▶ Written task: Report every line below that contains the word "blue", copying each one in full.

* * * *

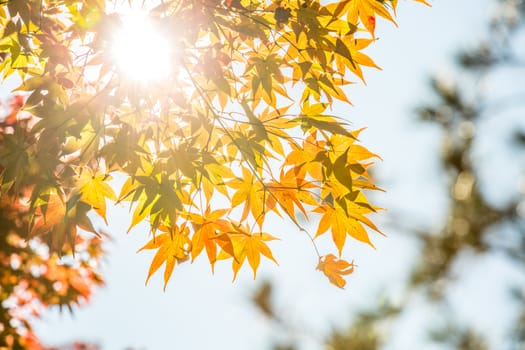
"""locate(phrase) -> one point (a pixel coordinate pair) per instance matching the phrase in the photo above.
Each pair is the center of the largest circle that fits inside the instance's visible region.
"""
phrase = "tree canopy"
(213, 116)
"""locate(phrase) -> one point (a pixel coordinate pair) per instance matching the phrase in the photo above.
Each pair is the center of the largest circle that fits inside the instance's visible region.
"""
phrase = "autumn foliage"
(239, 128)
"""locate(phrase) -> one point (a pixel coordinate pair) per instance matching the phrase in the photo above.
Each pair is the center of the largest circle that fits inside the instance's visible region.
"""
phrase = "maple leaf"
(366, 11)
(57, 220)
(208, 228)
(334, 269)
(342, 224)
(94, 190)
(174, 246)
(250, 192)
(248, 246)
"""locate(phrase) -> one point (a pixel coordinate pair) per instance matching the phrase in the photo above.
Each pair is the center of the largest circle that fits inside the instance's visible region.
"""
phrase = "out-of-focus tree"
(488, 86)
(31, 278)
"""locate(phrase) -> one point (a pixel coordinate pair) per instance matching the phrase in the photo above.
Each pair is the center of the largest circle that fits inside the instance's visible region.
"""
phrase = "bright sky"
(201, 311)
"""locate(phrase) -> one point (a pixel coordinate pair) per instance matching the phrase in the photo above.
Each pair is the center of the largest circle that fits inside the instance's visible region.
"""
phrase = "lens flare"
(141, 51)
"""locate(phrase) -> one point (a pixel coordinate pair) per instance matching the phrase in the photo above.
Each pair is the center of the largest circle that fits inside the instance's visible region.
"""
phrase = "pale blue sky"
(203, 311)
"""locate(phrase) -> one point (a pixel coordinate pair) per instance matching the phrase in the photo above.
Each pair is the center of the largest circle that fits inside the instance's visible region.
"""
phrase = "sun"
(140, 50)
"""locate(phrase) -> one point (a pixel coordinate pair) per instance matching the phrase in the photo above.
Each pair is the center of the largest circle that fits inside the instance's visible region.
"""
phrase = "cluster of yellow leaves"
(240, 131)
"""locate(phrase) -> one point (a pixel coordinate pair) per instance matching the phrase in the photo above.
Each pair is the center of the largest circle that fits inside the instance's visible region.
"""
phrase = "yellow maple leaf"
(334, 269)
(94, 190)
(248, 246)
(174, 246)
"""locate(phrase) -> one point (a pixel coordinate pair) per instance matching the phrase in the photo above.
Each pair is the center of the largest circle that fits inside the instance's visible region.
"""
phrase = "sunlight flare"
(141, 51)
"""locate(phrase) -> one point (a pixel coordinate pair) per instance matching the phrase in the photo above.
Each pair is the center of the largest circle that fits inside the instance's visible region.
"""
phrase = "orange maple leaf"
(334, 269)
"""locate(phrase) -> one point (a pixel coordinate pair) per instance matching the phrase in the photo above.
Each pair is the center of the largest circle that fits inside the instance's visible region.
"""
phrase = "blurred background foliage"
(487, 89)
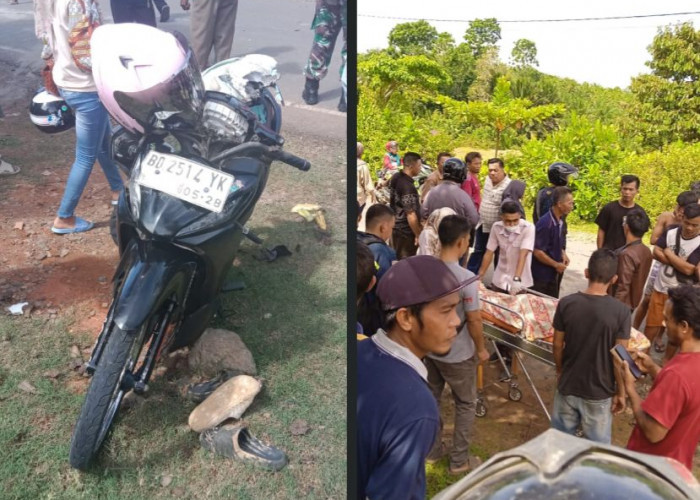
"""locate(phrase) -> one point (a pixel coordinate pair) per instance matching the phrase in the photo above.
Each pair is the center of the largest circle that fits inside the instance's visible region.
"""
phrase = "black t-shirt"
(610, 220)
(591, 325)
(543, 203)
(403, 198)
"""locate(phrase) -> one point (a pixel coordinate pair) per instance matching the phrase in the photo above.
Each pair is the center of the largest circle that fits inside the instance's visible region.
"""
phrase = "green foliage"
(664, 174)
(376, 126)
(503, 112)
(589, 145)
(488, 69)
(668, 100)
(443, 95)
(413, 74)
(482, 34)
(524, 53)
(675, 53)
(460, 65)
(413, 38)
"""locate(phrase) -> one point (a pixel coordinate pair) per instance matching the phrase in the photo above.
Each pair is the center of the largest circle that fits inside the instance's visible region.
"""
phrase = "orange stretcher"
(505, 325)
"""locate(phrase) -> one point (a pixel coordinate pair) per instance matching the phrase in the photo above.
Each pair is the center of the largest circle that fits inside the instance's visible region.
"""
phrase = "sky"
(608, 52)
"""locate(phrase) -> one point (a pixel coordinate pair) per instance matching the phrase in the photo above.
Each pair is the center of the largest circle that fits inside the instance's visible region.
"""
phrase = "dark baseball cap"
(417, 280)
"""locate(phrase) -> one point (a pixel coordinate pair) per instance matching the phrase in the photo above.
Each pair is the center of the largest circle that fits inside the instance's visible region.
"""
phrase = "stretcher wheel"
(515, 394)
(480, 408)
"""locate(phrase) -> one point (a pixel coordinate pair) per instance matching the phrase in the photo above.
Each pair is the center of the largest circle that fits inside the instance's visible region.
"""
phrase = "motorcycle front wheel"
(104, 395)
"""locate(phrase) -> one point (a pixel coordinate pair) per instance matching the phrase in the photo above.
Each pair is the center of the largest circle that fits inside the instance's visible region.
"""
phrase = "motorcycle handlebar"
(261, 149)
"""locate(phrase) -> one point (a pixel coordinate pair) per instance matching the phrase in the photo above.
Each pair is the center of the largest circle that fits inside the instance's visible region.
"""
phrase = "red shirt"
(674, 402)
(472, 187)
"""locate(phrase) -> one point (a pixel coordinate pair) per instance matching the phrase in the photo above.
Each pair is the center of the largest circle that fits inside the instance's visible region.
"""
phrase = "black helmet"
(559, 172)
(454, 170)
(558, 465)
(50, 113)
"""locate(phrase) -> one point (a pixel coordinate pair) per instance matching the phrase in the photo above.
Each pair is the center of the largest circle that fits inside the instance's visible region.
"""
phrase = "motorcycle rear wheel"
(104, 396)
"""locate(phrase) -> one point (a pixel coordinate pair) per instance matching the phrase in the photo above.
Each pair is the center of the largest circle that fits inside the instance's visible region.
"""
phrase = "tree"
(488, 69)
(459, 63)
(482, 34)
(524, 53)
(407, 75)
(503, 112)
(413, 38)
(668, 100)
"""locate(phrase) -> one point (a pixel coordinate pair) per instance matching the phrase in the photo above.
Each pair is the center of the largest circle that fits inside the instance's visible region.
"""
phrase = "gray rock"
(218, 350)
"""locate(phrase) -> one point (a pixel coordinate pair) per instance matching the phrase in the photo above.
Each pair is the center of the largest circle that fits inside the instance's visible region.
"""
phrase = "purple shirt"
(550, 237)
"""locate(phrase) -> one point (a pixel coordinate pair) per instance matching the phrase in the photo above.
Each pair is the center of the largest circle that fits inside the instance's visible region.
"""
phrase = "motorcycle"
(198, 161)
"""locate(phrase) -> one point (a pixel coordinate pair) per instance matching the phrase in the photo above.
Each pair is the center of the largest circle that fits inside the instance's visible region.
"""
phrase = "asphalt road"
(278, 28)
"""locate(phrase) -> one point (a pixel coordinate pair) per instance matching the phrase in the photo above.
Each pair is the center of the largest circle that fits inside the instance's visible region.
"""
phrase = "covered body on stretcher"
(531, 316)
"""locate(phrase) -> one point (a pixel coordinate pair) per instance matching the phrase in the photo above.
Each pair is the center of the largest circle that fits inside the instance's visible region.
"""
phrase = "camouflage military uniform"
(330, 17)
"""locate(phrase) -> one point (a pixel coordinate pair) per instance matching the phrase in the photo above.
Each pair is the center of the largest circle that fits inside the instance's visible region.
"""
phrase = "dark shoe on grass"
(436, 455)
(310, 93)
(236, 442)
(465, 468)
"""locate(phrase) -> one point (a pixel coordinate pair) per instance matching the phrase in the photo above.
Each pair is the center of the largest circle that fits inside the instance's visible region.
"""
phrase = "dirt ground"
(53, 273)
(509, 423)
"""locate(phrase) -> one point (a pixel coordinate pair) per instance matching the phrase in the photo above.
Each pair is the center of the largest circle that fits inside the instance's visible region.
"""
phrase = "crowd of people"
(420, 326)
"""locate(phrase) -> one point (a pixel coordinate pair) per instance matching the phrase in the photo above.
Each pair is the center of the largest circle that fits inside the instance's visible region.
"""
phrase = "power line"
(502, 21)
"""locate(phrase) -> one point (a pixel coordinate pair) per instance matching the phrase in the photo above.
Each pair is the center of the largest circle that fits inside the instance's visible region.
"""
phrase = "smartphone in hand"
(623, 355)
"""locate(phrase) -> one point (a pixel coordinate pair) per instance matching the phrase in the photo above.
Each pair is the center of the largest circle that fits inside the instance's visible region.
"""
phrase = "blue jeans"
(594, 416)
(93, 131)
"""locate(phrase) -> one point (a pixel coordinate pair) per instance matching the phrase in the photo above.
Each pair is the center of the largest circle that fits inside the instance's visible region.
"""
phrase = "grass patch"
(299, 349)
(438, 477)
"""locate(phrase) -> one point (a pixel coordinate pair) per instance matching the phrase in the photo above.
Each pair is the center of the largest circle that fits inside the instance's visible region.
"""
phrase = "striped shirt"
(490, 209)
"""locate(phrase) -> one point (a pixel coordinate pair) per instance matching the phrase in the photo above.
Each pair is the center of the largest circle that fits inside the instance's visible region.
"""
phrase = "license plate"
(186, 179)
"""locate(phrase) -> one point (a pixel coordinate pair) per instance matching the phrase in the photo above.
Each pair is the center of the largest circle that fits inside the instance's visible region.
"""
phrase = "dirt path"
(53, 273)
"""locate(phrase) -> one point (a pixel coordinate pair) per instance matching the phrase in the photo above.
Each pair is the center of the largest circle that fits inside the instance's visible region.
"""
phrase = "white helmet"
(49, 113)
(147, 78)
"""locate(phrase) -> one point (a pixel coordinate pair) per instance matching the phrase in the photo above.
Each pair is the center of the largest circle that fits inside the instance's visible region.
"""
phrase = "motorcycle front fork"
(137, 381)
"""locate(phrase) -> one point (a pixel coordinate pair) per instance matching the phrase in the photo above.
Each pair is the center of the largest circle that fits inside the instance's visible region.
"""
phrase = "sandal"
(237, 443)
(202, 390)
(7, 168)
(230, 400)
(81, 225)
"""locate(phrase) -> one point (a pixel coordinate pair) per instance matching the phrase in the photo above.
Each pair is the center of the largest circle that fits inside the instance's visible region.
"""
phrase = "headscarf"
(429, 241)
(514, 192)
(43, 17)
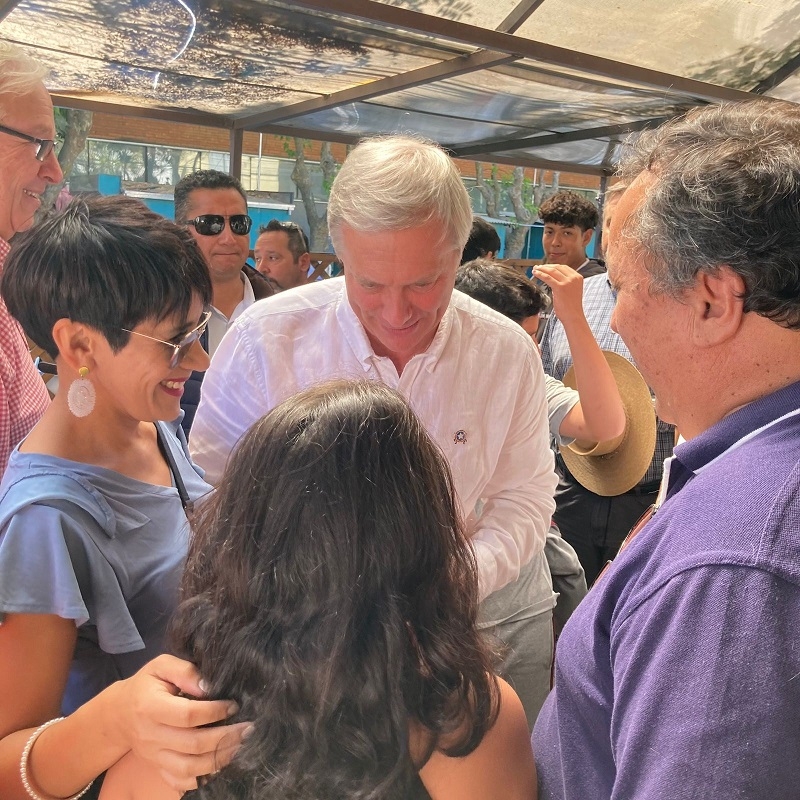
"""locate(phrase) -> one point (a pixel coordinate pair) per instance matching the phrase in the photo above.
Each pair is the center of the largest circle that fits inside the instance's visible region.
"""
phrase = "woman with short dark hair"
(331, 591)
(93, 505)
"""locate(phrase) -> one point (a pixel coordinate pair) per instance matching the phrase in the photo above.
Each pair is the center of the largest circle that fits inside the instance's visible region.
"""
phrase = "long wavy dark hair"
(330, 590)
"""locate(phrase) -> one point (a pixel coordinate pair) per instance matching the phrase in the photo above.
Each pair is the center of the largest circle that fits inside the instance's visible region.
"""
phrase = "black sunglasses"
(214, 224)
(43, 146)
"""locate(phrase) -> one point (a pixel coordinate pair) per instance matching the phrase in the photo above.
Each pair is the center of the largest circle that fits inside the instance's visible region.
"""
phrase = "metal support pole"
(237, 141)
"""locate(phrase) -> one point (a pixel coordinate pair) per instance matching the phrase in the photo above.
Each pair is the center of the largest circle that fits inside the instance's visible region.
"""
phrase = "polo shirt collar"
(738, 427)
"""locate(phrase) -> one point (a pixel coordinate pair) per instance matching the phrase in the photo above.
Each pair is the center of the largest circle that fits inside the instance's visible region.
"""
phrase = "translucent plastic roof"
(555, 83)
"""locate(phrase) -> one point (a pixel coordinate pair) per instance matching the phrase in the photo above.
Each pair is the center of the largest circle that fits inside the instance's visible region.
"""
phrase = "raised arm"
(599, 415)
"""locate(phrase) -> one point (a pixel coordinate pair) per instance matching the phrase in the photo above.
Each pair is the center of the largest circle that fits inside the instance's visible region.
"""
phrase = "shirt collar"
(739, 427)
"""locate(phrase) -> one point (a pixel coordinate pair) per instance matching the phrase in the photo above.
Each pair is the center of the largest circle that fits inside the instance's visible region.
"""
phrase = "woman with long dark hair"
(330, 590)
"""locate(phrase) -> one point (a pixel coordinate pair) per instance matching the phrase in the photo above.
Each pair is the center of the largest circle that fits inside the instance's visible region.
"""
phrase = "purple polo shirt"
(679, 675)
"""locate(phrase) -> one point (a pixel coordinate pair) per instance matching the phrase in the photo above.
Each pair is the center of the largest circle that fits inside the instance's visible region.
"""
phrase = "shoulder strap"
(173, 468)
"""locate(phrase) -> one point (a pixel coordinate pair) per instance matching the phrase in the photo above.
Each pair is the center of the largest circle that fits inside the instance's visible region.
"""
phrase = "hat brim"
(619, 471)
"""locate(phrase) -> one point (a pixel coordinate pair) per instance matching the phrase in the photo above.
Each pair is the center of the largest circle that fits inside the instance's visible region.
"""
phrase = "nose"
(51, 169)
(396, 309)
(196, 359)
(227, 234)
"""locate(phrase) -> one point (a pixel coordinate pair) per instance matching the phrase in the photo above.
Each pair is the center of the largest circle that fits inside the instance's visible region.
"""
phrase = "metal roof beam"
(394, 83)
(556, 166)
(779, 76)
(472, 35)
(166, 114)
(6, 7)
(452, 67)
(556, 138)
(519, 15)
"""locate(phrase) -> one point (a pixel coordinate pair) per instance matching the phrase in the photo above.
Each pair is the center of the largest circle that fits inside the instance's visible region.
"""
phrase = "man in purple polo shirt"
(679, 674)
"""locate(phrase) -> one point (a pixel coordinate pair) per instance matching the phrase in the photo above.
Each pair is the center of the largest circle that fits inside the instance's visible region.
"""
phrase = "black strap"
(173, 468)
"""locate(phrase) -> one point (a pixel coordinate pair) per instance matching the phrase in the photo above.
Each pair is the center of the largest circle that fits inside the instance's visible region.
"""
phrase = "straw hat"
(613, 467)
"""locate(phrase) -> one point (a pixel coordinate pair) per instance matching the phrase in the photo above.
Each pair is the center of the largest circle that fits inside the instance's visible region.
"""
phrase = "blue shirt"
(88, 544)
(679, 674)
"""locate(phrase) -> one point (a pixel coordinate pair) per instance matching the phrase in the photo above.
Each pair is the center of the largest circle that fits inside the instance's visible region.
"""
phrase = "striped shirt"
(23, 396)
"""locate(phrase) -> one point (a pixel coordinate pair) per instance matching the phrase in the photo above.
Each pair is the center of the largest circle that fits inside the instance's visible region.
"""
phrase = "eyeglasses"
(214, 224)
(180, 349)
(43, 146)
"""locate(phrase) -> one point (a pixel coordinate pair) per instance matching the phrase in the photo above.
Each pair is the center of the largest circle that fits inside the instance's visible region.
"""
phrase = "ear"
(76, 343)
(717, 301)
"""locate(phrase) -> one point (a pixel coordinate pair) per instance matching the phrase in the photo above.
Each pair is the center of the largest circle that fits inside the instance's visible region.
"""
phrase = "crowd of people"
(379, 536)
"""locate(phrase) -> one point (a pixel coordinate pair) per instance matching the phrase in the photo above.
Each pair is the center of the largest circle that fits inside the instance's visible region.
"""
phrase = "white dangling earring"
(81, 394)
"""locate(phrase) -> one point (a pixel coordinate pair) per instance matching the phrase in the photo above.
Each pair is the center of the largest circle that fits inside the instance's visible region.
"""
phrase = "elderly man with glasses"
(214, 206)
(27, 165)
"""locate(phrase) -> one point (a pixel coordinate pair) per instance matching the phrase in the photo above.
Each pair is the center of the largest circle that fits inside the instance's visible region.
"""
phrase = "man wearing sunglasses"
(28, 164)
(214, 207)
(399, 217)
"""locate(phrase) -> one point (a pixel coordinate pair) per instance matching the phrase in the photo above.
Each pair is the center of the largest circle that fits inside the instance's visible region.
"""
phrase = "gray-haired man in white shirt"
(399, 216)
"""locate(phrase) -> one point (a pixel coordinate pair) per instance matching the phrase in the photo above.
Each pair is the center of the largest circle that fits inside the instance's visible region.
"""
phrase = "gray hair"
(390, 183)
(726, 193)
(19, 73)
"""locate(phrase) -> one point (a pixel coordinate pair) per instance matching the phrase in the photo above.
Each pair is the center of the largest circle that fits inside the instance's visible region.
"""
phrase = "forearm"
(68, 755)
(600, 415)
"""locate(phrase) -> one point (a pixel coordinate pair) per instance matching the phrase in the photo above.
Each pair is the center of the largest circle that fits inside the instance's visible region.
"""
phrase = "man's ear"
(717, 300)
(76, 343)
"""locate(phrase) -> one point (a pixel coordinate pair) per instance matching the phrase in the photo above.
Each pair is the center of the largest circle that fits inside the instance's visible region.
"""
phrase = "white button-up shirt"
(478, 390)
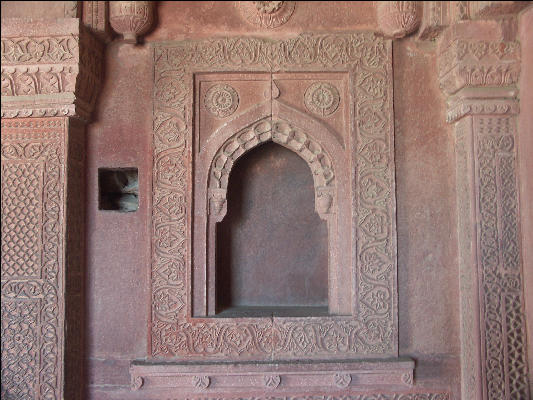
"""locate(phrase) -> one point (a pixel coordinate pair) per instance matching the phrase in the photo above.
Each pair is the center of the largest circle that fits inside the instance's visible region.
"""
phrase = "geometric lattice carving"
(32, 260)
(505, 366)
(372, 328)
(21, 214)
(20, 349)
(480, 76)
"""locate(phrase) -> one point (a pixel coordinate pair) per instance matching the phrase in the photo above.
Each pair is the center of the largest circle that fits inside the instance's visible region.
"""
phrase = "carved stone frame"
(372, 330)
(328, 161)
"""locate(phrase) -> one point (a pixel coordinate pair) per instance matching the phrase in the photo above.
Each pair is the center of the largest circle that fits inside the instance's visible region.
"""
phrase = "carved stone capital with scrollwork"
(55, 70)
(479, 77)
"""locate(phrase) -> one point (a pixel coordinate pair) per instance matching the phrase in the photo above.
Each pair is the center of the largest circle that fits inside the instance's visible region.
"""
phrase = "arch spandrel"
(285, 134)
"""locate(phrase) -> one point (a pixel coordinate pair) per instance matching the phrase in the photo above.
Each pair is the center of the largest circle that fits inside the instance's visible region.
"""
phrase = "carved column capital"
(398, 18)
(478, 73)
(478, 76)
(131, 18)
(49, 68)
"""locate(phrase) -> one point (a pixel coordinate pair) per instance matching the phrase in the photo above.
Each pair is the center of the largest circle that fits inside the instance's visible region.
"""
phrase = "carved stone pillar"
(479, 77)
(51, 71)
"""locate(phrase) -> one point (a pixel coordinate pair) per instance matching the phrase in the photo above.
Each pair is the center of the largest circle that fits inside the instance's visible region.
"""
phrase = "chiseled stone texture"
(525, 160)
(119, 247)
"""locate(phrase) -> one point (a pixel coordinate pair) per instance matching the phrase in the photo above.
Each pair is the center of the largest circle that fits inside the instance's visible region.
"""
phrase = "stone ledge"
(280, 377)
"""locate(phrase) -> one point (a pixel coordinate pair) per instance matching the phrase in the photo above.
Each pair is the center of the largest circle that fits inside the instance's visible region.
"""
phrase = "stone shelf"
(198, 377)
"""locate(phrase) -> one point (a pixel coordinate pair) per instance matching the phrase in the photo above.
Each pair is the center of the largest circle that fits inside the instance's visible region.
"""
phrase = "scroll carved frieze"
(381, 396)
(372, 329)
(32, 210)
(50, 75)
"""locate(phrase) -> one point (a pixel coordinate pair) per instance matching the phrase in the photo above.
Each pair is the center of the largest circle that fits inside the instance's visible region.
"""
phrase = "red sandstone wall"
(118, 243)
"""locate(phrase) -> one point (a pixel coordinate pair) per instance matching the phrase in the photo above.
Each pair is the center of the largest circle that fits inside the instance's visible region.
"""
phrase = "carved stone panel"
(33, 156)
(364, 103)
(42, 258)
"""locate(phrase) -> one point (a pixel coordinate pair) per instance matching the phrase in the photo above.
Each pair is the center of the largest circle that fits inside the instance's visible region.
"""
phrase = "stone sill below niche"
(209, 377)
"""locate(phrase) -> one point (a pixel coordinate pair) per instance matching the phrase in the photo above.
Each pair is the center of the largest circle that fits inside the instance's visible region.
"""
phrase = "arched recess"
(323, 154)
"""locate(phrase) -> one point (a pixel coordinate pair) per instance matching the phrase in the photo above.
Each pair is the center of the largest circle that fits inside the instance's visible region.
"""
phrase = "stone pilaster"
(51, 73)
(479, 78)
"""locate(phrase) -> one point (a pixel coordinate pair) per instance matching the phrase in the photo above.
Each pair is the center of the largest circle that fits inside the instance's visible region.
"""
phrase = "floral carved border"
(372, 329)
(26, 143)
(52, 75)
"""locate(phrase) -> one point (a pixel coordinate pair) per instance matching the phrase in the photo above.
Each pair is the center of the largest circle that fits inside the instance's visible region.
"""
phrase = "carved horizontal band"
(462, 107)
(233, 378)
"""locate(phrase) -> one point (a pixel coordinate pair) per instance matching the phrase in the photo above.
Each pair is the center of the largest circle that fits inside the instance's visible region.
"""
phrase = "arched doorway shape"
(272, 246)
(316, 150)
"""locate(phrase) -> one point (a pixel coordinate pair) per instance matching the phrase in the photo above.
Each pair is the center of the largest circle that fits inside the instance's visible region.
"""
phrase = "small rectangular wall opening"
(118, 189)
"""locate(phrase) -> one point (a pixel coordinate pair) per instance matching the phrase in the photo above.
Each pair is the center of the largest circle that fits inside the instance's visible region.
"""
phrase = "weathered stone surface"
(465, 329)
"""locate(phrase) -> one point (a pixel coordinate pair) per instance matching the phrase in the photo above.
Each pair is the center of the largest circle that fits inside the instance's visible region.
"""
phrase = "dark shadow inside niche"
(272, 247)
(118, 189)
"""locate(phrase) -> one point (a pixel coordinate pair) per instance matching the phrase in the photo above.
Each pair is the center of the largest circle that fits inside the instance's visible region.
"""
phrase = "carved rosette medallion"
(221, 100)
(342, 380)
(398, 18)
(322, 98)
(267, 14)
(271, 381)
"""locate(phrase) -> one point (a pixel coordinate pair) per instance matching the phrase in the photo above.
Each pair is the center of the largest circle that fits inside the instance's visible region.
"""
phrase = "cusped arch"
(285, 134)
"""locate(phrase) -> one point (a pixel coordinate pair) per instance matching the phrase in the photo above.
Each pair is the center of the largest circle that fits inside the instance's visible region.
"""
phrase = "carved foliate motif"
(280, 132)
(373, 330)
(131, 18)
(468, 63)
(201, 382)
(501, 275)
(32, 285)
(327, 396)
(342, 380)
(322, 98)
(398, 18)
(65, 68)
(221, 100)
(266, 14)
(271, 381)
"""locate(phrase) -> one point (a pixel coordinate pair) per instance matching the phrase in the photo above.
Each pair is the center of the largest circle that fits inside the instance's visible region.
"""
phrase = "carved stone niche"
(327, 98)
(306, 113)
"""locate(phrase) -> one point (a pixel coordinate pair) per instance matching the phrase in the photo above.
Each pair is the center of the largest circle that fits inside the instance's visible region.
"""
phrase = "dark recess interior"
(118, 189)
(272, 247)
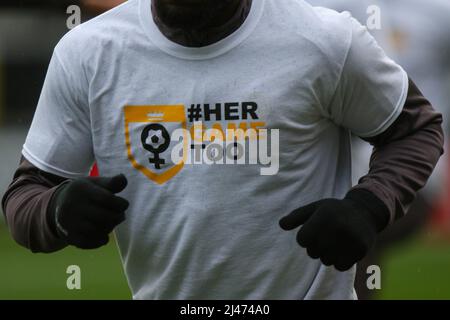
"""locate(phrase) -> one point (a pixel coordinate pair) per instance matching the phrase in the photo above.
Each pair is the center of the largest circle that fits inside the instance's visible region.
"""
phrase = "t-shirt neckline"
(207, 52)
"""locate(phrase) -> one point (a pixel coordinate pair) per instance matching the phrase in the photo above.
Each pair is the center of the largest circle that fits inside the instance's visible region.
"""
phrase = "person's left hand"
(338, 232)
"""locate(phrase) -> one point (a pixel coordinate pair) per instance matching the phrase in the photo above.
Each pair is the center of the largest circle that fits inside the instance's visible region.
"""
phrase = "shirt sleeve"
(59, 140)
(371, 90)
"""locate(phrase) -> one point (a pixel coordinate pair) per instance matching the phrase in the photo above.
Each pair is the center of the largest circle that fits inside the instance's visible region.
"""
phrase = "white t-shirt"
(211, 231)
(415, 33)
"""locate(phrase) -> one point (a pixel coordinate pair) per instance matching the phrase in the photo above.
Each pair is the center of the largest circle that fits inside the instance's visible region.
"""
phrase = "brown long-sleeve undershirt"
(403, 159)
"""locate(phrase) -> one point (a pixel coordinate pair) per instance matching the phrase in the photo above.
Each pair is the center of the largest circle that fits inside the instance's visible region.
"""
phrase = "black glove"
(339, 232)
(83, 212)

* * * *

▶ Task response:
phrase = "pale blue sky"
phrase = "blue jeans"
phrase = "blue shirt"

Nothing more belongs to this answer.